**Aim of the task:** Could you continue the account below of Gunner Lawrence Ernest Aylwin's life, picking up after its last sentence?
------ Selection ------
GUNNER LAWRENCE ERNEST AYLWIN

Regiment: 131st Battery, 19th Brigade, Royal Field Artillery
Service No: 68822
Date & place of birth: 3rd qtr. 1892 in Bepton, Sussex
Date & place of death: 14 November 1918 (aged 26) in Salonika, Greece

Whereas his brother James was killed in the early weeks of the war, Lawrence Aylwin died three days after the armistice, with pneumonia and malaria.

Family background

Lawrence Ernest Aylwin was the youngest son of Albert Aylwin (1847–1902) and his wife Mary Grace née Chitty (1854–1944). Albert had been born at Didling and married Mary in Bepton church in 1876. The couple had five children, with Lawrence being the last born. The family lived at Bepton Common, where Albert was a labourer on the local farms until he died in September 1902, aged 55.

At the time of the 1911 census, Lawrence was living with his mother and eldest brother Albert at Bepton Common. Lawrence, aged 18, was employed by the General Post Office as an auxiliary postman.

Military service

Lawrence enlisted at Midhurst, joining the 19th Brigade of the Royal Field Artillery. After initial training, the brigade was sent to Greece in October 1915 to take part in the Salonika campaign.
------ Information shown ------
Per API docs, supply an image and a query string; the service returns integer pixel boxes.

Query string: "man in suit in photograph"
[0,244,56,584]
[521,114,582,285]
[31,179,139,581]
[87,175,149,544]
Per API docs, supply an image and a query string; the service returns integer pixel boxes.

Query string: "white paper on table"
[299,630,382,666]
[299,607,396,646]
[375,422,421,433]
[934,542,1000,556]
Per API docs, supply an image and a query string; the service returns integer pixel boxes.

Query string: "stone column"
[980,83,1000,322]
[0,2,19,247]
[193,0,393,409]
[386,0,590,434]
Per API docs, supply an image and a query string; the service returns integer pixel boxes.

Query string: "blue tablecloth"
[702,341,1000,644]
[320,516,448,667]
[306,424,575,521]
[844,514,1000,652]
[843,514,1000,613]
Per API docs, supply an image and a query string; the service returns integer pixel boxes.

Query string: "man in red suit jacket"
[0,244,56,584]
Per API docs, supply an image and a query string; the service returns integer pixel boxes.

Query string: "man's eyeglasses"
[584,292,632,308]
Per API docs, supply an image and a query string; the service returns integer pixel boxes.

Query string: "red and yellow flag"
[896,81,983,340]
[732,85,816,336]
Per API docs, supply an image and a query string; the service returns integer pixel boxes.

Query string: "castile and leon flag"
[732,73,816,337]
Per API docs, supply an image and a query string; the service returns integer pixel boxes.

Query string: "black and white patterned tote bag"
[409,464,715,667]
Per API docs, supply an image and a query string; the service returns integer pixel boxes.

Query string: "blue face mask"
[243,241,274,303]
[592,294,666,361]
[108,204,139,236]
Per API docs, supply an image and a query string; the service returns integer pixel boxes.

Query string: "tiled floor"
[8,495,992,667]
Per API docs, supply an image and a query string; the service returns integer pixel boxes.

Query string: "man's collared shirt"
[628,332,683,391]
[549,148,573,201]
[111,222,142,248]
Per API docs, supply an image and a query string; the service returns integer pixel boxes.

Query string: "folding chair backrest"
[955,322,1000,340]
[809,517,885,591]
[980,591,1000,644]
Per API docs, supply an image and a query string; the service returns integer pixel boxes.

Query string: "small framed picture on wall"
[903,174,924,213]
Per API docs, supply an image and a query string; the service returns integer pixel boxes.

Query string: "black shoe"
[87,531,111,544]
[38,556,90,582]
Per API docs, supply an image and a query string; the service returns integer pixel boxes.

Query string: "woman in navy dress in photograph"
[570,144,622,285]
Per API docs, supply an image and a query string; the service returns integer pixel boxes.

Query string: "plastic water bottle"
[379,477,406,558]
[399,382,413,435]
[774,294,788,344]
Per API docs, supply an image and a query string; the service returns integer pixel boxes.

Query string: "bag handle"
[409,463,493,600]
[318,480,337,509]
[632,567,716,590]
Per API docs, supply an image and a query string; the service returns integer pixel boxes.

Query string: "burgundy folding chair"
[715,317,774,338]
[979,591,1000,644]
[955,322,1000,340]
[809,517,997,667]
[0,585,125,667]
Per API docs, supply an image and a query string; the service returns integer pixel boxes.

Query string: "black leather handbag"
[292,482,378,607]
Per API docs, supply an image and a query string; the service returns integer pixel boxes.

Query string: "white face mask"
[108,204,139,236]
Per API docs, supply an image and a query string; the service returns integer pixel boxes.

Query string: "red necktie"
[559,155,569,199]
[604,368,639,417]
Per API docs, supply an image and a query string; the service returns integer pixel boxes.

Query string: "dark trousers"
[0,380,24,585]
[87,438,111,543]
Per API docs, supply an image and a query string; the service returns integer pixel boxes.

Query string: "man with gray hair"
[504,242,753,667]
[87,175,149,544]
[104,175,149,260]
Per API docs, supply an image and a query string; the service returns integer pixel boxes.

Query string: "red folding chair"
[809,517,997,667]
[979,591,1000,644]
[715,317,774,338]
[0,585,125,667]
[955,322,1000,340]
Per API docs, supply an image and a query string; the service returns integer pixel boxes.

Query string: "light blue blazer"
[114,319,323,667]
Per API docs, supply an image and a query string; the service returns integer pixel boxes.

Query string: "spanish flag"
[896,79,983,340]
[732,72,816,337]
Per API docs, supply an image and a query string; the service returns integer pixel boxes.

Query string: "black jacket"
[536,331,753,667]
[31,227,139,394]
------
**Written reply:**
British troops were sent to the Greek port of Salonika (now Thessaloniki) to provide military assistance to Serbia who had been attacked by combined German and Bulgarian armies. The Allied forces arrived too late to prevent Serbia being defeated by the Bulgarians; after spending a bitter winter on the frontier, the allied forces returned to Salonika.

Although the British wished to withdraw their forces, they remained in the Balkans and took part in the Battles of Dorian in April/May 1917 and September 1918, following which the Bulgarian forces surrendered.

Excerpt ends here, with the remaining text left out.